-- WORK TASK 1 --
From the Black Dahlia article, write out everything from "The letters seemed" down to "overzealous de River.", word for word.
-- WORK TASK 2 --
In the Black Dahlia article, how did the 1949 Los Angeles grand jury regard Leslie Dillon?
-- WORK TASK 3 --
Carry on writing the Black Dahlia article from the point where it stops.

One of them was a scrawny, ineffectual looking young man from San Francisco named Leslie Dillon, an unemployed bellhop and connoisseur of detective magazines with definite morbid and criminal inclinations himself. He became so fascinated by the Dahlia case that in 1948 he wrote several letters to the LAPD’s police psychiatrist, Doctor Paul de River, freely speculating on the case.
The letters seemed suspiciously well informed, which led to de River proposing a “meeting” with the young man, resulting in Dillon being forcibly confined to a series of hotel rooms where he was interrogated for several days. Lo and behold, de River convinced himself that Dillon murdered Short…but others, including the 1949 Los Angeles grand jury, considered Dillon to be merely a victim of the overzealous de River.
Eatwell’s book tries to make the case that Dillon was guilty. But one may ask, why did the LAPD let him go? The answer is complicated enough to fill up many pages of her extremely interesting book, which brings to light some interesting facts that were known to the police at the time…facts that at the very least point to Dillon and a number of other likely suspects.
But what most piques the armchair detective’s interest in Eatwell’s research is this: there is every indication that on the very same day the Black Dahlia’s body was found, an extraordinarily grisly discovery was made in a seedy motel room just south of downtown Los Angeles, less than a mile from the body dump site. There, at the dingy Aster Hotel, the manager found that inside cabin 3 the bedsheets, the walls and the bathroom were thoroughly covered, splashed, soaked with blood and excrement.
“There were human footprints in the blood and fecal matter smeared over the floor.” All of this was investigated by the LAPD (however briefly, according to Eatwell), but for some reason no registration records for January existed once the owners were questioned.
Not only had Leslie Dillon “theorized” to Dr. de River that the murder probably took place in a motel room, but as Eatwell reveals, records showed that he stayed at the Aster Hotel himself in April, three months after the Dahlia murder!
Author and former LAPD patrolman Steve Hodel is by now the best-known “Dahlia writer” in history, thanks to a series of books in which he claims that his own father Dr. George Hodel, an old time, high society surgeon and abortionist in L.A. not only murdered Short, but also killed most of the best-known murder victims on the West Coast over several decades. Hodel is also the most attacked Dahlia author in publishing history for making such claims.
His posthumous prosecution of his late father started with the book Black Dahlia Avenger, and there was no doubt it had some sexy ingredients: not only was Doctor Hodel a brilliant and high-profile figure in wartime era Los Angeles, he was also a well-known rake…not to say rapist, having been publicly accused of raping his own daughter, though he was eventually acquitted of that charge. And he was pals with surrealist artist Man Ray, movie director John Huston, and that famous author and pussy hound, Henry Miller.
What Hodel has on his side is the fact that the LAPD did consider his father a suspect at least for a while, even going to the trouble of bugging the doctor’s house and getting this provocative line straight from Hodel’s mouth and onto their primitive, 1949 vintage wire recorder:
“Supposin’ I did kill the Black Dahlia? They couldn’t prove it now. They can’t talk to my secretary anymore because she’s dead.”
You would think at first glance this would’ve had the cops running in and arresting him right then and there, right? But the transcripts of these recordings make it clear that Hodel knew he was being recorded by this point, and was merely taunting them.

-- AVAILABLE DATA --
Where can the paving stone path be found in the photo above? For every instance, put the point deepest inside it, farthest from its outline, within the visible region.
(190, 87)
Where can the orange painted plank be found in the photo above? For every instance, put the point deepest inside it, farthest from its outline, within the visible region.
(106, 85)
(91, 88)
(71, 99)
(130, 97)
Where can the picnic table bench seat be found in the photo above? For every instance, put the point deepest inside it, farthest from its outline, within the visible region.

==

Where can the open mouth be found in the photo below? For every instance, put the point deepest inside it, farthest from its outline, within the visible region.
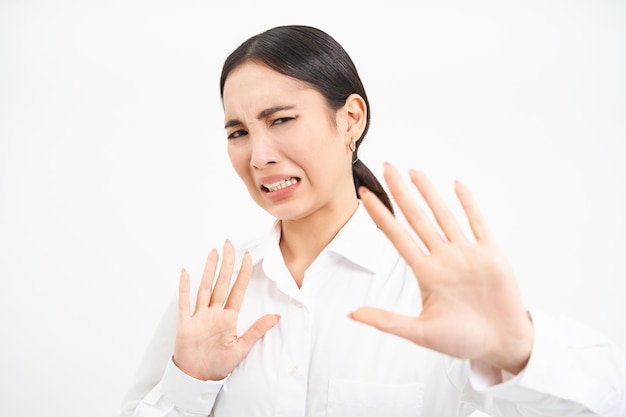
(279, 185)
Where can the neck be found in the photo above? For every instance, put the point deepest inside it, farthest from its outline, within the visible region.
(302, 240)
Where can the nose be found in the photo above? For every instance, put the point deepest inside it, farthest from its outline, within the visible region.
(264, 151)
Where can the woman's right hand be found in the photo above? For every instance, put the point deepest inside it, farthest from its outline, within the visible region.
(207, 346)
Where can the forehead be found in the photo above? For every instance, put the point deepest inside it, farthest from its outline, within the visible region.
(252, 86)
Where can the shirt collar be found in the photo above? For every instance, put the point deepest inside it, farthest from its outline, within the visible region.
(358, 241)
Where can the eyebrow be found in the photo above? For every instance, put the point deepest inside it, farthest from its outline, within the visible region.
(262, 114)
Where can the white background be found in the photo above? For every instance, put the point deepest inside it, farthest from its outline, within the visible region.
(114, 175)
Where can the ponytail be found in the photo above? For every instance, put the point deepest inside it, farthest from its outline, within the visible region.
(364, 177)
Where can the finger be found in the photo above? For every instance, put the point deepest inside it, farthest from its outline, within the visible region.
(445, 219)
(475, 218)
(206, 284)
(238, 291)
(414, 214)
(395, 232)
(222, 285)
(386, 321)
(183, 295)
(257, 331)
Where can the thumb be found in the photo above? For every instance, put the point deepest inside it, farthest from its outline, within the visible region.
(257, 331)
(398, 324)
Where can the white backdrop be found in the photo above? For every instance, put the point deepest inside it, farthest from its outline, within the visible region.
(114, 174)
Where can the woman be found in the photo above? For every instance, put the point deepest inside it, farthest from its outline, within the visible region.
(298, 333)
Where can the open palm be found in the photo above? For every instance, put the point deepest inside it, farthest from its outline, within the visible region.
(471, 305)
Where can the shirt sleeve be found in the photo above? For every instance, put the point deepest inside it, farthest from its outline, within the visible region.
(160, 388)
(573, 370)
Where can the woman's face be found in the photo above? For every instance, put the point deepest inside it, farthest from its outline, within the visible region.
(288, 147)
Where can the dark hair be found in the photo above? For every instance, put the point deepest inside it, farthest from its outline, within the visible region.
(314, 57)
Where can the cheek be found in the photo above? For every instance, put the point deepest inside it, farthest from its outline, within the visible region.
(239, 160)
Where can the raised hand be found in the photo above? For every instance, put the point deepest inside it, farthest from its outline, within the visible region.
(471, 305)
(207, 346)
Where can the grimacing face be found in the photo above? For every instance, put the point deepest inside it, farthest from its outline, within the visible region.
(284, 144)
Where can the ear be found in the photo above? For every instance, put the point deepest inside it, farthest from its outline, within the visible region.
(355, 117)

-- EXERCISE RESULT 1 --
The letters seemed suspiciously well informed, which led to de River proposing a “meeting” with the young man, resulting in Dillon being forcibly confined to a series of hotel rooms where he was interrogated for several days. Lo and behold, de River convinced himself that Dillon murdered Short…but others, including the 1949 Los Angeles grand jury, considered Dillon to be merely a victim of the overzealous de River.

-- EXERCISE RESULT 2 --
It considered Dillon merely a victim of the overzealous de River.

-- EXERCISE RESULT 3 --
What’s not on Hodel’s side is the fact that the police eliminated the not so good doctor as a suspect in due course, before moving on to others, such as the aforementioned Dillon.
Meanwhile, new Dahlia suspects kept on coming and going. False confessors, known to wisecracking L.A. news reporters as “confessing Sams,” were wasting lots of the LAPD’s time and manpower. The Department never landed on a suspect they felt completely sure about. The case is still officially unsolved today. Various theorists have spent decades trying to solve it, offering up suspects that go from the plausible to the random to the ridiculous.
Severed was published in 1994. It was the first nonfiction book on the case and was written by John Gilmore, a former Hollywood actor from the ‘50s who had once palled around with James Dean.
Being the first nonfiction book on the case, Severed drew instant praise from countercultural big shots like writer Gary Indiana and filmmakers David Lynch and Kenneth Anger, and even the British philosopher turned criminologist Colin Wilson called it “the best book” on the case many years later. Since that time, Severed has been criticized for its lack of footnotes and sources, and its conclusions have been challenged by other writers.
Nevertheless, the book includes what the author purports is an actual, blow-by-blow description of the murder of Elizabeth Short.
The person who shared this information with him was a lowlife sex offender and burglar with a long rap sheet, a man named Jack Anderson Wilson who went under many aliases. A lifelong drifter and alcoholic from Ohio, Wilson met Gilmore in various downtown L.A. bars around 1980 for a series of “chats” in which he more or less described the murder of Short, claiming that he’d heard the story from a “friend.”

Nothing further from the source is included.